Provided text
Superforecaster Perspectives > Forecasting 2021: Superforecasters’ Personal Expectations for the New Year (Part 2)

Forecasting 2021: Superforecasters’ Personal Expectations for the New Year (Part 2)

Clean energy meeting
“In hindsight, everyone will say they saw it coming.”

Turn of the year is traditionally the time when people like to make predictions. Professional Superforecasters do it better and see the future sooner. In celebrating the New Year, the Superforecasters challenged themselves to come up with 2021 predictions in each of three categories:

 Safe But Not Boring (events that are 75% or more likely to happen in 2021)

 Coin Flip (45%-55% likelihood of happening in 2021)

Long Shot (5%-25% likelihood of happening in 2021)

This is Part 2 of the Superforecasters’ personal* expectations for the new year. Here is the link to Part 1.

Real Actions, Not Just Rhetoric: Climate

: Despite extreme weather events, including bush fires and forest fires worldwide, 2021 may be a year of hope — and action — for the environment. The Superforecasters’ slam-dunk forecast on a US return to the Paris Agreement has already been realized. They also predict a new cap on CO2 emissions set in the US and Europe. The Biden climate agenda should involve massive infrastructure investment and serious commitment to carbon-neutral electricity generation by 2035.

“Real actions, not just rhetoric,” one Superforecaster® writes. “In hindsight, everyone will say they saw it coming.”

: Another Superforecaster is also optimistic: “The world will come to a realization that pandemics and climate change can’t be solved outside of a rules-based international system.”

Geopolitics

: In geopolitics, some Superforecasters foresee a US return to the Iran Nuclear Agreement…

: …and even small odds for the completion of US withdrawal from Afghanistan without an ensuing major increase in violence.

: The United States embassy to the nation of Israel is expected to be located in Jerusalem.

: Benjamin Netanyahu may have served his last day as prime minister of Israel in 2021, and Israel may normalize relations with at least one country in the MENA region.

: Over in the UK, Boris Johnson should still be PM, while the SNP should win the Scottish Parliament elections.

: Individual Superforecasters also predict failures of authoritarian/populist regimes over their handling of COVID-19…

: …with the possibility of protests or riots in at least one country due to the lack of access to the vaccines.

Diversity

: Starting with increased diversity in the Biden Cabinet, women should begin to make a dent in male-dominated professions, in both government and business.

Raw data
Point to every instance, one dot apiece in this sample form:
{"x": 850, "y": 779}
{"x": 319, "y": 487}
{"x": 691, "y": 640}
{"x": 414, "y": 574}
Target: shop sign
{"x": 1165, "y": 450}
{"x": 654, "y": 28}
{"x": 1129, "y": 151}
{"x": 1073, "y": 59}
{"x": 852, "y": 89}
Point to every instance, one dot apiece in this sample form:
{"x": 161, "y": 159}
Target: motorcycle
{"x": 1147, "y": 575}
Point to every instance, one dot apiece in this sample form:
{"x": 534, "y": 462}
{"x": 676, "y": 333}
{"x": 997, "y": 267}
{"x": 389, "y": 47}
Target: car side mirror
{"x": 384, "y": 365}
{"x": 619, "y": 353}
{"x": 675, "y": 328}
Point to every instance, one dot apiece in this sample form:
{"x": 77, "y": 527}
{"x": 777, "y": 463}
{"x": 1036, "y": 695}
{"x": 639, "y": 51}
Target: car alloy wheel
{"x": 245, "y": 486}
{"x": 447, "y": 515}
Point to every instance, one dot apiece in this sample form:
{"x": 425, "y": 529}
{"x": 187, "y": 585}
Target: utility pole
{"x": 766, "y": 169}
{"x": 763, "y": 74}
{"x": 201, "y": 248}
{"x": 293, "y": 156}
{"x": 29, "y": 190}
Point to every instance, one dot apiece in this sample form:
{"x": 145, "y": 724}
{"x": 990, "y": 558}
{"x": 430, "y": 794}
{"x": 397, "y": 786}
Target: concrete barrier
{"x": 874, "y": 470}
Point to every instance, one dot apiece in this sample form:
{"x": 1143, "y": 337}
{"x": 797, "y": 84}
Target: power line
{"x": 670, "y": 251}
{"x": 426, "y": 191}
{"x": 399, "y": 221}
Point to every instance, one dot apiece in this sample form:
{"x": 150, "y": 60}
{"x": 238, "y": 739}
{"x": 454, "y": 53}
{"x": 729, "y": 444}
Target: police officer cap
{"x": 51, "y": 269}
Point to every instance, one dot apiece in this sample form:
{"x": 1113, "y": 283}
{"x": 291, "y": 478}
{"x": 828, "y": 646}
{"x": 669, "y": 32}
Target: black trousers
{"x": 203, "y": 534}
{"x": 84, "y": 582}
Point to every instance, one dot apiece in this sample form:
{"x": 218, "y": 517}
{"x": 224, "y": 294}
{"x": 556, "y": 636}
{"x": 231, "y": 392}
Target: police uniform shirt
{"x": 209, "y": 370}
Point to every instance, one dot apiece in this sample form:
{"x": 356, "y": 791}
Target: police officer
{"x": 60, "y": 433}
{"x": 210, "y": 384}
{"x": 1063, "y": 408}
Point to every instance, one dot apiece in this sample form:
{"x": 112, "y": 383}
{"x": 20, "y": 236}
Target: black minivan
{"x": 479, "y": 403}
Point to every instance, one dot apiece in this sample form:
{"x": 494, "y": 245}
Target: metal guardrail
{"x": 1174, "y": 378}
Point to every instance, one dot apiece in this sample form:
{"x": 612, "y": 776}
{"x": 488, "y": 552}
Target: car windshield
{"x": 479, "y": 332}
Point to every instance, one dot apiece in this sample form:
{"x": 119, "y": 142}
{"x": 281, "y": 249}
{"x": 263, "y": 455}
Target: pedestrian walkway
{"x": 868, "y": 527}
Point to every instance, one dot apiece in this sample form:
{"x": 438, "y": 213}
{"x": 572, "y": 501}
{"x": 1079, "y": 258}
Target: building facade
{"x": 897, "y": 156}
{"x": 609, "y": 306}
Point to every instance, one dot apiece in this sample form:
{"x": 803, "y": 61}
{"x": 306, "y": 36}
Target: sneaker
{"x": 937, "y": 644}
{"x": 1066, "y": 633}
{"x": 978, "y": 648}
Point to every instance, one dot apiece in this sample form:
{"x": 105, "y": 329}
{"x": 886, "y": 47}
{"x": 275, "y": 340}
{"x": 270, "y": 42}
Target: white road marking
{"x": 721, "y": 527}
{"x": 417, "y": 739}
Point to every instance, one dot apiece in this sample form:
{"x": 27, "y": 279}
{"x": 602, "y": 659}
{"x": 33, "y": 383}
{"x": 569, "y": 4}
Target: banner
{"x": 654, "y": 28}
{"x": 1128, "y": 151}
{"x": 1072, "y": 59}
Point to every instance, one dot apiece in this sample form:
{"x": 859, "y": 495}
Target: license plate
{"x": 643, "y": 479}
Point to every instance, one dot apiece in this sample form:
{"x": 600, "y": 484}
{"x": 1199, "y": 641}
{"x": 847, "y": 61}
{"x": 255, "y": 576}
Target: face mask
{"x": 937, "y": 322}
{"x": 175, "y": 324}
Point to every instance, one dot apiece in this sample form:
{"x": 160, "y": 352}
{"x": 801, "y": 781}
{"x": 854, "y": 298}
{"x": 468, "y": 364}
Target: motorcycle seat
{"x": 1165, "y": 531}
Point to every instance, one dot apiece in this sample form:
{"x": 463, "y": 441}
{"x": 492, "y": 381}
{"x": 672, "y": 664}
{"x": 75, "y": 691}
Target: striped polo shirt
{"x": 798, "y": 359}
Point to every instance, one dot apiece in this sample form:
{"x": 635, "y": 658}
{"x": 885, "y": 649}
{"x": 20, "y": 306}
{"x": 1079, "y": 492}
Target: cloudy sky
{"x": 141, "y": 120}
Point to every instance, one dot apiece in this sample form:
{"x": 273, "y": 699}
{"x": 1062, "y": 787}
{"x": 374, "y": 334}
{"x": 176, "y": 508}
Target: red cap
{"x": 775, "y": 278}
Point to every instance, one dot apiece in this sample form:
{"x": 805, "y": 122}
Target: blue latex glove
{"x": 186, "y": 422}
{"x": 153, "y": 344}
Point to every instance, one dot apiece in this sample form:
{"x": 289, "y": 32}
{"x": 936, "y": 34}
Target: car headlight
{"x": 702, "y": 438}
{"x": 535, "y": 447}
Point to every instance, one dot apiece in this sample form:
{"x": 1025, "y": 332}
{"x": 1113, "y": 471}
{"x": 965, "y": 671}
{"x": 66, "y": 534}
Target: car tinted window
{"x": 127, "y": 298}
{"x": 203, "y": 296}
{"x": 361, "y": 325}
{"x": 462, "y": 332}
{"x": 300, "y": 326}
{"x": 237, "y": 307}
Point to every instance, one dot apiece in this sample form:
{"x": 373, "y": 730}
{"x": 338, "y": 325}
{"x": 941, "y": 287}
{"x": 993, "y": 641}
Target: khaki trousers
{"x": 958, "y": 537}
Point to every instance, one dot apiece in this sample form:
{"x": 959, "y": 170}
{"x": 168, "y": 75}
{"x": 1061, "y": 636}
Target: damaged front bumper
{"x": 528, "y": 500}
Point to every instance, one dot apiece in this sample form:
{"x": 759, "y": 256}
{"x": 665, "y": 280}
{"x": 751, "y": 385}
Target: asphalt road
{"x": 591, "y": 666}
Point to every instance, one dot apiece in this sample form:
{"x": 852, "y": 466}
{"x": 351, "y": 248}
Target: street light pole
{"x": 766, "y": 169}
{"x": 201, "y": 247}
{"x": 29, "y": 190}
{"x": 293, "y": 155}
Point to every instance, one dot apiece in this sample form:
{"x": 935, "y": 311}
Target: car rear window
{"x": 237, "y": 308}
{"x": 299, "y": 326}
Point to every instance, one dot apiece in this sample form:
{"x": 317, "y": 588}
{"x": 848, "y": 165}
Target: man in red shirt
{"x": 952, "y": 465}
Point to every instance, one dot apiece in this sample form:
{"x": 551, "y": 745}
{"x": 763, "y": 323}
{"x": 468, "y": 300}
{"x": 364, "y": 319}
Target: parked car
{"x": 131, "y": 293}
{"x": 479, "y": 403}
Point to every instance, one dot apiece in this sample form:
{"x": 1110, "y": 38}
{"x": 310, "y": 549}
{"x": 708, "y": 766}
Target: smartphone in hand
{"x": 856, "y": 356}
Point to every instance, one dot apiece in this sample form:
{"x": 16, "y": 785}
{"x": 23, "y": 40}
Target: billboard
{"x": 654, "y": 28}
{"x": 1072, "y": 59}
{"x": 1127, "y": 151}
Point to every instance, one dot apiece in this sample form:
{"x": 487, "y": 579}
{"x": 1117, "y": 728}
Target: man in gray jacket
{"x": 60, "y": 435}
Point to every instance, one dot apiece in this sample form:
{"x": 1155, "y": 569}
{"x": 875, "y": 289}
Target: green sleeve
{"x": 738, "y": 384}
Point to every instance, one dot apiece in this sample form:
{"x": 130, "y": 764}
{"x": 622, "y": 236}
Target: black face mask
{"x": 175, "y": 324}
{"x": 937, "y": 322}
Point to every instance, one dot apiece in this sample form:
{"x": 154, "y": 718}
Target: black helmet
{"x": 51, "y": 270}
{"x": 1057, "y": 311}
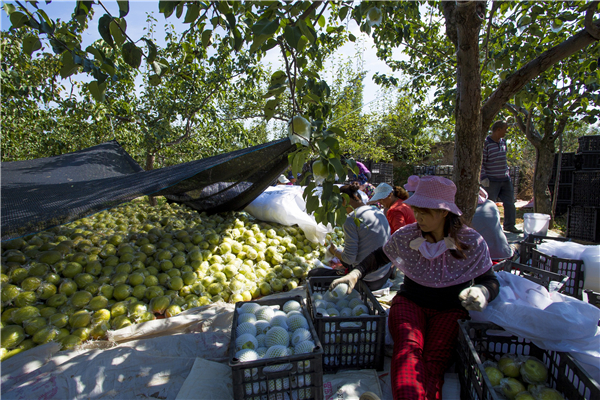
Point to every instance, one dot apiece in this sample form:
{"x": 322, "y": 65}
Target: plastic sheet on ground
{"x": 285, "y": 205}
{"x": 149, "y": 360}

Required actions
1. In the Superforecasters' 2021 predictions, what likelihood range defines the "Coin Flip" category?
2. Resume the Superforecasters' 2021 predictions from the point where they stop.
The listing comes from a different source than the Superforecasters' 2021 predictions.

Task-by-task outputs
1. 45% to 55% likelihood of happening in 2021.

2.
“Equal percentages of men and women on boards will begin to be the norm, which will commence in 2021,” one Superforecaster predicts.

Technology: Solving the Last Mile Problem

: Virtual conference apps will continue their ascent in 2021. Starlink will be able to provide Internet connectivity anywhere in the world. The implications of this are less clear:

“This kind of global access is going to change things in ways we haven’t started to imagine yet, largely solving the last mile problem,” a Superforecaster writes.

: Kickstarting the remaking of transportation infrastructure, 2021 may see automated freight routes and customer delivery turn into standard operating practice.

: One Superforecaster goes further: “Amazon or Walmart will have an up-and-running robot delivery force in place to use in remote delivery areas as well as urban areas by Q4 2021.”

: Another Superforecaster gives odds, however small, of Tesla’s move toward full autonomous driving: “No passenger vehicle will be approved by the NHTSA for full autonomous driving AND Tesla Motors will update the software on at least one of its models to allow full autonomous driving.”

: Thanks to technological progress, a new vaccine might be developed for a major disease (e.g., malaria) by the end of 2021.

: On the other hand, this year might also see the first international crisis triggered by the use of deep fake technology.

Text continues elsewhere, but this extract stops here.